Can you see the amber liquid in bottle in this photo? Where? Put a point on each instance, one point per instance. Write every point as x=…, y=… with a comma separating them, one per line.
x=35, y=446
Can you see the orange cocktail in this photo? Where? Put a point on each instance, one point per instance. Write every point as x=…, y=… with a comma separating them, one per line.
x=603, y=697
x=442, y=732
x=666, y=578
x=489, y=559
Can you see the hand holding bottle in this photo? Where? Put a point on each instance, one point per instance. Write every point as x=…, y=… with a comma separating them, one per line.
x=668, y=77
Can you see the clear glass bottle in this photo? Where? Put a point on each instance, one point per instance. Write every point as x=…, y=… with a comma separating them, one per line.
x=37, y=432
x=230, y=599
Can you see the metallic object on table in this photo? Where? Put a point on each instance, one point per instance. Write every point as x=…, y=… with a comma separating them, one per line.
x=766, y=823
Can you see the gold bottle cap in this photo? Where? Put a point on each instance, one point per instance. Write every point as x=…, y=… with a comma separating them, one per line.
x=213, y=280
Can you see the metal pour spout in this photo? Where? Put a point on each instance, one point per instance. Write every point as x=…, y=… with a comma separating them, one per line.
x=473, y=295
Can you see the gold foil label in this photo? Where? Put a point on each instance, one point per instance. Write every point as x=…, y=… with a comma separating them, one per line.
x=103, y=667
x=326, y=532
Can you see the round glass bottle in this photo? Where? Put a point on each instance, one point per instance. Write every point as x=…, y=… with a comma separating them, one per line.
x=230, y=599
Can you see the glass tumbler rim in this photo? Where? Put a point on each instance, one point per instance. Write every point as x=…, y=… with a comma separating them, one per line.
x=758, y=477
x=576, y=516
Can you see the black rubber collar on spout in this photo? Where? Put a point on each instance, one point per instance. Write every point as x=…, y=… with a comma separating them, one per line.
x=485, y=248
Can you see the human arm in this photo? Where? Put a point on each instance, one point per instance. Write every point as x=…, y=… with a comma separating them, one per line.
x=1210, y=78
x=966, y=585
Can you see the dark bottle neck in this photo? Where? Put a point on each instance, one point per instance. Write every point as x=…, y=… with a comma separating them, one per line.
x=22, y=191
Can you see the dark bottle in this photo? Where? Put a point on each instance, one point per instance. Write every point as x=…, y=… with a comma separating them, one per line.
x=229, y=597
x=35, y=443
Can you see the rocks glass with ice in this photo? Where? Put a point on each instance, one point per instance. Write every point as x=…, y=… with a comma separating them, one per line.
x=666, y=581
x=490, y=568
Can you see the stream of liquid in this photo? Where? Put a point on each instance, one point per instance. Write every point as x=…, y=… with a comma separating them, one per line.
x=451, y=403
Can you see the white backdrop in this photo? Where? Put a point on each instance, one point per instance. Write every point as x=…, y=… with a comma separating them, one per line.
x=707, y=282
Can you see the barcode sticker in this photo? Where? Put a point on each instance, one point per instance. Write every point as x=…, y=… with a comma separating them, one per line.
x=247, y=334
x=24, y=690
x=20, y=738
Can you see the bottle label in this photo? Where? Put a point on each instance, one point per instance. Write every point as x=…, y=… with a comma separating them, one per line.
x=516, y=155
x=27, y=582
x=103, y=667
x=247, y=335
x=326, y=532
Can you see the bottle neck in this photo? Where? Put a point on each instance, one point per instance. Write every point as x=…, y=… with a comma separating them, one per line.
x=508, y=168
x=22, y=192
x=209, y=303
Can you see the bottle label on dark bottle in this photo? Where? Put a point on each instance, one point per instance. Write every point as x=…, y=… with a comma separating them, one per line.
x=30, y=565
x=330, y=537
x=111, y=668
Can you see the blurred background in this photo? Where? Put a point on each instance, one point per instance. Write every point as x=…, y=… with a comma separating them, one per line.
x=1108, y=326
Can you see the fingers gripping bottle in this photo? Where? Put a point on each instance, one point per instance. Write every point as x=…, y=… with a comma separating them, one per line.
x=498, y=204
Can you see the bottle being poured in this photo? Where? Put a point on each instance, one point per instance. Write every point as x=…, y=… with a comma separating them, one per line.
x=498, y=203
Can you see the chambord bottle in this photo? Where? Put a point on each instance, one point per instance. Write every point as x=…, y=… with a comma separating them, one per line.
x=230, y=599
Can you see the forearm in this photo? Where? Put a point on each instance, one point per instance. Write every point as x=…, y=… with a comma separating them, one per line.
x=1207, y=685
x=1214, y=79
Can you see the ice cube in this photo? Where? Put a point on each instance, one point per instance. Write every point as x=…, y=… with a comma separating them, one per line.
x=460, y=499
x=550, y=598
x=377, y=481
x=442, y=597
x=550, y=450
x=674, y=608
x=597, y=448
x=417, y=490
################
### What the task asks:
Repeat every entry exactly, please.

### Exercise solution:
Can you see the amber liquid in bottle in this photo? Where? Put a point on each instance, one point per instance. Write every point as x=…, y=… with a comma separating them, one per line.
x=35, y=446
Can you see the orange cocktail in this photo? Where? Put a point on each instance, one point per instance. Write every point as x=…, y=… with a comma separating them, one per line.
x=603, y=697
x=442, y=732
x=666, y=578
x=489, y=559
Can you see the hand holding bottle in this photo? Where? Put a point on each instance, one point per instance. Write every point as x=…, y=… with a comma separating them, one per line.
x=668, y=77
Can you see the clear glass bottle in this photo? Where? Put a point on each instance, one point per instance. Write every point as x=…, y=… with a comma separating them, one per line.
x=37, y=432
x=230, y=599
Can you see the metallic object on table in this photo? Where? Put a point on each instance, one point per instance. Write every point as x=…, y=… with a comma separating them, one per line.
x=766, y=823
Can you see the gold bottle cap in this photo? Where? Put a point on each instance, one point per instance. Write every point as x=…, y=… with a comma separating them, one per line.
x=213, y=280
Can you see the metal pour spout in this photo? Where? Put a point on each instance, one point per instance. Write every point as x=…, y=… with a comma separating them, one per line.
x=473, y=295
Can you see the gold foil label in this photo? Where? Put a point on each instance, one point per instance. Write every point as x=…, y=… with a comma separating them, one per line.
x=103, y=667
x=326, y=532
Can you see the round glass bottle in this photo? Where? Put a point on each instance, one point per instance. Write every point as x=…, y=… with a comma separating them, one per line.
x=230, y=599
Can you see the glass tumbler rim in this photo? Where? Put a point on each instance, one point per instance. Write every point as x=…, y=… with a comma separating them, one per line.
x=758, y=477
x=576, y=516
Can you see the black rubber collar on spout in this photo? Where? Put a point on each instance, one point per instance. Write every point as x=…, y=… with a comma separating them, one per line.
x=485, y=248
Can you see the human arm in this photo? Where? Put a point on each instance, one point per instance. Write every point as x=…, y=… with a comma separating them, one per line.
x=1210, y=78
x=966, y=585
Can you see the dark bottle neck in this photo? Where? Put a point on each instance, one point per instance. Write every point as x=…, y=… with a comma separating them, one per line.
x=22, y=191
Can you see the dark bottle in this photo? Where? Put a point on each instance, one point per instance. Write every point as x=…, y=… with a comma separating them, one per line.
x=229, y=597
x=35, y=443
Can you see the rocks glass with ice in this photo? Where? Put a point on each instance, one point per instance. Write every point as x=…, y=… with a comma separating them, one per line.
x=666, y=581
x=490, y=568
Can you see the stream of liquid in this photo? Where? Put a point on each instance, one point per instance. Write every point as x=…, y=… with a comma separating them, one per line.
x=451, y=403
Can you see the white backdrop in this photo? Where? Put a point on each instance, one point per instance. Write every point as x=…, y=… with a comma separating them, one per line.
x=707, y=282
Can you see the barcode sticker in this photo? Where? Put a point on each instance, one point per instance. Write every point as x=…, y=… with a comma separating them, one per line.
x=247, y=334
x=24, y=690
x=20, y=738
Can you see the bottle label in this photo? Where? Put a point on each instance, one point per instance. Write every point as x=…, y=… with a comma separating them, one per line.
x=516, y=155
x=27, y=582
x=103, y=667
x=247, y=335
x=326, y=532
Can you see the bottle neck in this photo? Where? Put a point on each instance, one point per instance. Write every point as x=…, y=… with a comma separating them, one per line.
x=508, y=168
x=22, y=192
x=209, y=303
Can you see the bottle label on dark bottle in this photo? Where? Put a point on each instance, one point per instance. Write every point as x=…, y=… with a comma separating them, one per line.
x=30, y=565
x=330, y=537
x=111, y=668
Can you see the blurred background in this photo? Where? Put a point on each instance, one point per instance. Write every point as x=…, y=… with a comma separating them, one per line.
x=1108, y=326
Can you see the fingers gripping bottle in this photo? Where? Put a point on each instance, one point per instance. Write every point as x=…, y=… with a comma separating them, one per line.
x=498, y=204
Can you see the bottle being poured in this photo? Where? Put a point on each instance, one point per instance. Write every point as x=…, y=… with a comma separating them, one per line.
x=498, y=203
Can you see the chambord bottle in this photo? Where? Put a point on each instance, one point per instance. Write every point as x=…, y=… with a comma separating them, one per line.
x=230, y=599
Can you see the forearm in this photo? Where? Put a point on each instance, one point per instance. Write every point as x=…, y=… with a comma separating them, one per line.
x=1207, y=685
x=1214, y=79
Can you see the ice cube in this photo? Where? Put a point on each instance, one point per instance. Write every point as x=…, y=… with a comma separating them, one per line.
x=460, y=499
x=550, y=598
x=377, y=481
x=442, y=597
x=550, y=450
x=674, y=608
x=597, y=448
x=417, y=490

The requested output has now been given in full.